* [Task objective] For each line of the data below that contains "poster", return that line.

----- Extracted data -----

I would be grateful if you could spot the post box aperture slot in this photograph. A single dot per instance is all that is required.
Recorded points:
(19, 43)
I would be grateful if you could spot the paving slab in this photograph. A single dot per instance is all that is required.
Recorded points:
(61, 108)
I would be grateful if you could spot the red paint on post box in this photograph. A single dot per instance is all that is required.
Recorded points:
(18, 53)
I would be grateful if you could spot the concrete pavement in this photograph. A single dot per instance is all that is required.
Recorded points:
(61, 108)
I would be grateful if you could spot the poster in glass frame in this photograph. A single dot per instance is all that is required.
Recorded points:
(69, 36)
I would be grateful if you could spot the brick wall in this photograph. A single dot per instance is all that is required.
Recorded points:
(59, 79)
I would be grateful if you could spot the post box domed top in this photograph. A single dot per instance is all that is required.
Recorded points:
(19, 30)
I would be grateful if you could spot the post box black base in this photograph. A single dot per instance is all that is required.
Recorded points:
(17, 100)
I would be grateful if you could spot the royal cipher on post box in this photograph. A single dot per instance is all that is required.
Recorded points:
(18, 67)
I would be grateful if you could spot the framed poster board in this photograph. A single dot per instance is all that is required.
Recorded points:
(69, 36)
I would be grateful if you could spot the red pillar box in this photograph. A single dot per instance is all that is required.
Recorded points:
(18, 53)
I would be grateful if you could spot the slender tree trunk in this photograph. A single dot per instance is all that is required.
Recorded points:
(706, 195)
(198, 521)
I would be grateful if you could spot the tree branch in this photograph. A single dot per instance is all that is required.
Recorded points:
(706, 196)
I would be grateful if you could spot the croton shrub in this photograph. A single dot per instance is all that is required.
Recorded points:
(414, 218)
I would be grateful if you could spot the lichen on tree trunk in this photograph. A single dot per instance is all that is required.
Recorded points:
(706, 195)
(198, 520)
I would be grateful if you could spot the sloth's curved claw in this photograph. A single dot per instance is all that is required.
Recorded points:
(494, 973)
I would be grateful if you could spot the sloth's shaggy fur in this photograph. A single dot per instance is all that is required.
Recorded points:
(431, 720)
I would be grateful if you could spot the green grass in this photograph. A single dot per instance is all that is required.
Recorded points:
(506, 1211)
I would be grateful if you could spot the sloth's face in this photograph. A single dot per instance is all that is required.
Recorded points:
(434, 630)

-----

* [Answer for this exercise]
I would be grateful if you could spot the poster in glass frame in this photograph. A single dot per instance is all that is required.
I would be grateful if you could spot the framed poster board in this photograph. A single dot per instance is all that is required.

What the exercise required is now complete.